Saved entries:
=== Section Start ===
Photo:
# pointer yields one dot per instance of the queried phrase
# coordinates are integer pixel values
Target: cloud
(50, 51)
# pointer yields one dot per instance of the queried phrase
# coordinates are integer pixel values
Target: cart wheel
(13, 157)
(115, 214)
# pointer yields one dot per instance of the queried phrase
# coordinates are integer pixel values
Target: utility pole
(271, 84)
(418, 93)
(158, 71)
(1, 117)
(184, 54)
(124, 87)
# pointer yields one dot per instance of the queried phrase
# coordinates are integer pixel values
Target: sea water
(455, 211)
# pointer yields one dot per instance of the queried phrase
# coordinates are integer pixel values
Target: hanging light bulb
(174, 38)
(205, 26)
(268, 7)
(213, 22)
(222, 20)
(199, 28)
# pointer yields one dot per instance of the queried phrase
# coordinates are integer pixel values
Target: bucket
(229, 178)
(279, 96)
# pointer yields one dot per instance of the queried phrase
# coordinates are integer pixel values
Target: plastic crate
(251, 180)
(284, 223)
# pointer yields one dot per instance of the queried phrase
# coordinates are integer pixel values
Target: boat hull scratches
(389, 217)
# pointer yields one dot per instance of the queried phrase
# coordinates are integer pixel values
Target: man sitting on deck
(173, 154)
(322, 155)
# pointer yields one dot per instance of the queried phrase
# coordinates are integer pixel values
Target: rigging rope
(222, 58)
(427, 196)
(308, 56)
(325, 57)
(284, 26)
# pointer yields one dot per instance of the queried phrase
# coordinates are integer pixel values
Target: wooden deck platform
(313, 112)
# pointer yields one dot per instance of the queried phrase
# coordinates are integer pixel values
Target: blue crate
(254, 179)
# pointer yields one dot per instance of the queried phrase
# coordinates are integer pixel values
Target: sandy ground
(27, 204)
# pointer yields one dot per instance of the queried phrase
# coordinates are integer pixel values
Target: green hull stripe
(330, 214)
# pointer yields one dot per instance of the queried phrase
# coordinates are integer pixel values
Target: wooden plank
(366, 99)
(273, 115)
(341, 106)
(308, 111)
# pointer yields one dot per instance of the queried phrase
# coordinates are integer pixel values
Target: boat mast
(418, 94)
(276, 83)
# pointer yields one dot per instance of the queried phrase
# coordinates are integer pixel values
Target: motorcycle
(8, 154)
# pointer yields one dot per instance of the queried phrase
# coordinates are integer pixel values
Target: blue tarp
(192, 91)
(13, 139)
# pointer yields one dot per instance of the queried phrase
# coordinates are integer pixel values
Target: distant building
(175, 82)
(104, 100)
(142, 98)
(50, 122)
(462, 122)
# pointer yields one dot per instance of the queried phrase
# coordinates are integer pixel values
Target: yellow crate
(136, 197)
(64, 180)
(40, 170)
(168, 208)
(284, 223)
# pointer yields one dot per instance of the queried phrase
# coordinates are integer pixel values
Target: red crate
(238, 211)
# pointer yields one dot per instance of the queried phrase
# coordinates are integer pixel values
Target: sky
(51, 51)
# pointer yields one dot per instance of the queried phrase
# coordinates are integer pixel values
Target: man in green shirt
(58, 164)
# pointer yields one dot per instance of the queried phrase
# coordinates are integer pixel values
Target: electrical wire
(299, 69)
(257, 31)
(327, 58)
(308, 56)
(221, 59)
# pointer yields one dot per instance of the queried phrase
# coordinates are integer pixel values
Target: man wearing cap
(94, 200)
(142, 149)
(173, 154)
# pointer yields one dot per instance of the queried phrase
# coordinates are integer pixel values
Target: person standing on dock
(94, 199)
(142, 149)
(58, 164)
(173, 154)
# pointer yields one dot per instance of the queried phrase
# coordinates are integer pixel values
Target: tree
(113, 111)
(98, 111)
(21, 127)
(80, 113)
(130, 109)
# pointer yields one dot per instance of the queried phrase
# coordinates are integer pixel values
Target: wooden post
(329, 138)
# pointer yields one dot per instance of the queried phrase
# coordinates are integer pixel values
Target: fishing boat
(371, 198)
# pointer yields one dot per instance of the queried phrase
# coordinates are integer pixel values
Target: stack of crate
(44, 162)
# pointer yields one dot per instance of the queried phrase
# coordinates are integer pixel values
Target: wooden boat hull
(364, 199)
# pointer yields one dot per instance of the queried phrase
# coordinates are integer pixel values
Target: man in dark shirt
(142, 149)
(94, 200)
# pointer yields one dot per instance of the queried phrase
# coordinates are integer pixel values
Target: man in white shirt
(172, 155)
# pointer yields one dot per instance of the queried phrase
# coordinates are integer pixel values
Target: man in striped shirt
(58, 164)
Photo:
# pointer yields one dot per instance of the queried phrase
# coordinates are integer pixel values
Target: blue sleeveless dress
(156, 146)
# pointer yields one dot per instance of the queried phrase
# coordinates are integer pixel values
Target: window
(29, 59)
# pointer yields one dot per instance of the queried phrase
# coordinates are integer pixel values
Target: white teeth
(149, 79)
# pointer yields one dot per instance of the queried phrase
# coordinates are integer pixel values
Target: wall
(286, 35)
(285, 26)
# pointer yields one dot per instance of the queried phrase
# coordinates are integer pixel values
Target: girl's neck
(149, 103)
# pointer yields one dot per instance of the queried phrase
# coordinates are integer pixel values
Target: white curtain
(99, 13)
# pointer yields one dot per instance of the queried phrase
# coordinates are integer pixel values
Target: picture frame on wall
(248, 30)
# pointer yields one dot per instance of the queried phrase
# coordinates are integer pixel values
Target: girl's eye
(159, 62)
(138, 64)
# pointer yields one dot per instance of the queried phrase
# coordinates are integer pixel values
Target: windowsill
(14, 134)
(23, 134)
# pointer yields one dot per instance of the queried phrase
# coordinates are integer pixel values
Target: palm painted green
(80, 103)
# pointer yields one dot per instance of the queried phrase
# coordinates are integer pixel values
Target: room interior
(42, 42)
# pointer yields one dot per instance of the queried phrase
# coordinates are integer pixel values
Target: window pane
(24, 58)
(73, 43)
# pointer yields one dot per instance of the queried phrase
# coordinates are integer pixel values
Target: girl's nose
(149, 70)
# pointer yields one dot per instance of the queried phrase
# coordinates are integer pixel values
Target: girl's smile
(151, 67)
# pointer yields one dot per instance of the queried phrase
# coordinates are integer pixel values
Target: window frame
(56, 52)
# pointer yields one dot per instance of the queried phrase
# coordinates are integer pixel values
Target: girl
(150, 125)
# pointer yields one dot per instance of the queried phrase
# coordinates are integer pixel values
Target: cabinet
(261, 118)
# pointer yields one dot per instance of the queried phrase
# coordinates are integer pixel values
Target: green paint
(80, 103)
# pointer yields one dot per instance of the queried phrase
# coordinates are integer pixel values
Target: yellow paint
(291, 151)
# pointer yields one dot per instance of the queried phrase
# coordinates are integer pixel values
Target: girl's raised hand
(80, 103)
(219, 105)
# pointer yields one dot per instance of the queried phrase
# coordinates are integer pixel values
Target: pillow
=== Section End ===
• _Exercise brief_
Repeat the records exactly, including every line.

• _Task solution_
Photo:
# pointer yields one dot per instance of the queried phrase
# coordinates are integer pixel values
Target: cloud
(50, 51)
# pointer yields one dot per instance of the queried phrase
# coordinates are integer pixel values
Target: cart wheel
(13, 157)
(115, 214)
# pointer yields one dot per instance of the queried phrase
# coordinates are integer pixel values
Target: utility pole
(271, 84)
(418, 93)
(158, 71)
(1, 117)
(184, 54)
(124, 87)
# pointer yields one dot per instance of the queried phrase
# coordinates are integer pixel values
Target: sea water
(455, 211)
# pointer yields one dot per instance of the queried phrase
# coordinates are integer pixel values
Target: hanging light bulb
(174, 38)
(205, 26)
(268, 7)
(213, 22)
(222, 20)
(199, 28)
# pointer yields one dot per instance of the queried phrase
# coordinates are integer pixel values
Target: bucket
(229, 178)
(279, 96)
# pointer yields one dot per instance of the queried phrase
# coordinates are integer pixel values
Target: plastic crate
(251, 180)
(284, 223)
# pointer yields one dot per instance of the queried phrase
# coordinates are integer pixel values
Target: boat hull scratches
(389, 217)
# pointer yields one dot per instance of the queried phrase
# coordinates are integer pixel values
Target: man sitting on deck
(173, 154)
(322, 155)
# pointer yields one dot per instance of the queried phrase
# coordinates are integer pixel values
Target: rigging rope
(222, 58)
(427, 196)
(308, 56)
(325, 57)
(284, 26)
# pointer yields one dot per instance of the queried phrase
# coordinates are integer pixel values
Target: wooden deck platform
(313, 112)
# pointer yields one dot per instance of the queried phrase
# coordinates are integer pixel values
Target: blue crate
(254, 179)
# pointer yields one dot per instance of the queried phrase
# coordinates are integer pixel values
Target: sandy ground
(27, 204)
# pointer yields one dot per instance of the queried phrase
# coordinates are integer pixel values
Target: green hull stripe
(330, 214)
# pointer yields one dot per instance of the queried phrase
# coordinates are integer pixel values
Target: wooden plank
(366, 99)
(273, 115)
(341, 106)
(308, 111)
# pointer yields one dot per instance of the queried phrase
# coordinates are integer pixel values
Target: boat mast
(418, 94)
(276, 83)
# pointer yields one dot per instance of the queried phrase
# coordinates are integer pixel values
Target: motorcycle
(8, 154)
# pointer yields one dot per instance of the queried phrase
# coordinates are integer pixel values
Target: blue tarp
(192, 91)
(13, 139)
# pointer yields one dot per instance of the queried phrase
# coordinates are integer pixel values
Target: distant building
(175, 82)
(104, 100)
(142, 98)
(50, 122)
(462, 122)
# pointer yields one dot per instance of the queried phrase
# coordinates are integer pixel values
Target: yellow crate
(136, 197)
(64, 180)
(40, 170)
(168, 208)
(284, 223)
# pointer yields one dot per instance of the queried phrase
# coordinates are integer pixel values
Target: red crate
(238, 211)
# pointer yields one dot per instance of the queried phrase
# coordinates are integer pixel values
Target: sky
(51, 51)
# pointer yields one dot per instance of the queried phrase
# coordinates are integer pixel values
Target: man in green shirt
(58, 164)
# pointer yields one dot per instance of the queried phrase
# coordinates are integer pixel values
Target: electrical wire
(299, 69)
(257, 31)
(327, 58)
(308, 56)
(221, 59)
# pointer yields one dot per instance of the queried phrase
# coordinates are integer pixel values
Target: man wearing cap
(94, 200)
(142, 149)
(173, 154)
# pointer yields one dot per instance of the queried phrase
# coordinates are integer pixel values
Target: person standing on dock
(94, 199)
(142, 149)
(58, 164)
(173, 154)
# pointer yields one dot per instance of the queried phrase
# coordinates are integer pixel values
Target: tree
(113, 111)
(98, 111)
(21, 127)
(80, 113)
(130, 109)
# pointer yields one dot per instance of the queried phrase
# coordinates are integer pixel values
Target: wooden post
(329, 138)
# pointer yields one dot per instance of the queried phrase
# coordinates are integer pixel values
Target: fishing boat
(371, 198)
# pointer yields one dot per instance of the queried phrase
# coordinates are integer pixel values
Target: stack of crate
(44, 162)
# pointer yields one dot per instance of the queried phrase
# coordinates are integer pixel values
Target: wooden boat hull
(364, 199)
# pointer yields one dot per instance of the queried phrase
# coordinates are integer pixel values
Target: man in dark shirt
(142, 149)
(94, 200)
# pointer yields one dot per instance of the queried phrase
# coordinates are integer pixel values
Target: man in white shirt
(172, 155)
# pointer yields one dot per instance of the queried phrase
# coordinates are integer pixel values
Target: man in striped shirt
(58, 164)
Photo:
# pointer yields one dot per instance of the queried phrase
# coordinates are integer pixel values
Target: blue sleeveless dress
(156, 146)
# pointer yields one dot per instance of the queried phrase
# coordinates are integer pixel values
Target: window
(29, 59)
# pointer yields one dot per instance of the queried phrase
# coordinates are integer pixel values
Target: white teeth
(149, 79)
# pointer yields one dot per instance of the queried phrase
# coordinates are integer pixel values
Target: wall
(286, 35)
(285, 26)
# pointer yields one dot per instance of the queried phrase
# coordinates are integer pixel values
Target: girl's neck
(149, 103)
# pointer yields one dot per instance of the queried phrase
# coordinates are integer pixel values
Target: white curtain
(99, 13)
# pointer yields one dot per instance of the queried phrase
# coordinates are integer pixel values
Target: picture frame on wall
(248, 30)
# pointer yields one dot per instance of the queried phrase
# coordinates are integer pixel values
Target: girl's eye
(159, 62)
(138, 64)
# pointer yields one dot per instance of the queried phrase
# coordinates are integer pixel values
Target: windowsill
(14, 134)
(23, 134)
# pointer yields one dot per instance of the queried phrase
# coordinates are integer pixel values
Target: palm painted green
(80, 103)
# pointer yields one dot per instance of the queried phrase
# coordinates are integer pixel values
Target: room interior
(42, 42)
# pointer yields one dot per instance of the queried phrase
# coordinates are integer pixel values
Target: window pane
(24, 58)
(73, 43)
# pointer yields one dot per instance of the queried phrase
# coordinates are integer pixel values
Target: girl's nose
(149, 70)
# pointer yields one dot per instance of the queried phrase
# coordinates are integer pixel values
Target: girl's smile
(151, 67)
# pointer yields one dot per instance of the queried phrase
# coordinates are integer pixel values
Target: window frame
(56, 52)
# pointer yields one dot per instance of the queried phrase
# coordinates are integer pixel values
Target: girl
(150, 125)
# pointer yields one dot per instance of the queried phrase
# coordinates are integer pixel values
Target: cabinet
(261, 118)
# pointer yields one dot per instance of the queried phrase
# coordinates are integer pixel values
Target: green paint
(80, 103)
# pointer yields one dot per instance of the queried phrase
# coordinates are integer pixel values
Target: yellow paint
(291, 151)
# pointer yields one dot per instance of the queried phrase
# coordinates are integer pixel values
Target: girl's raised hand
(80, 103)
(219, 105)
# pointer yields one dot per instance of the queried phrase
# coordinates are integer pixel values
Target: pillow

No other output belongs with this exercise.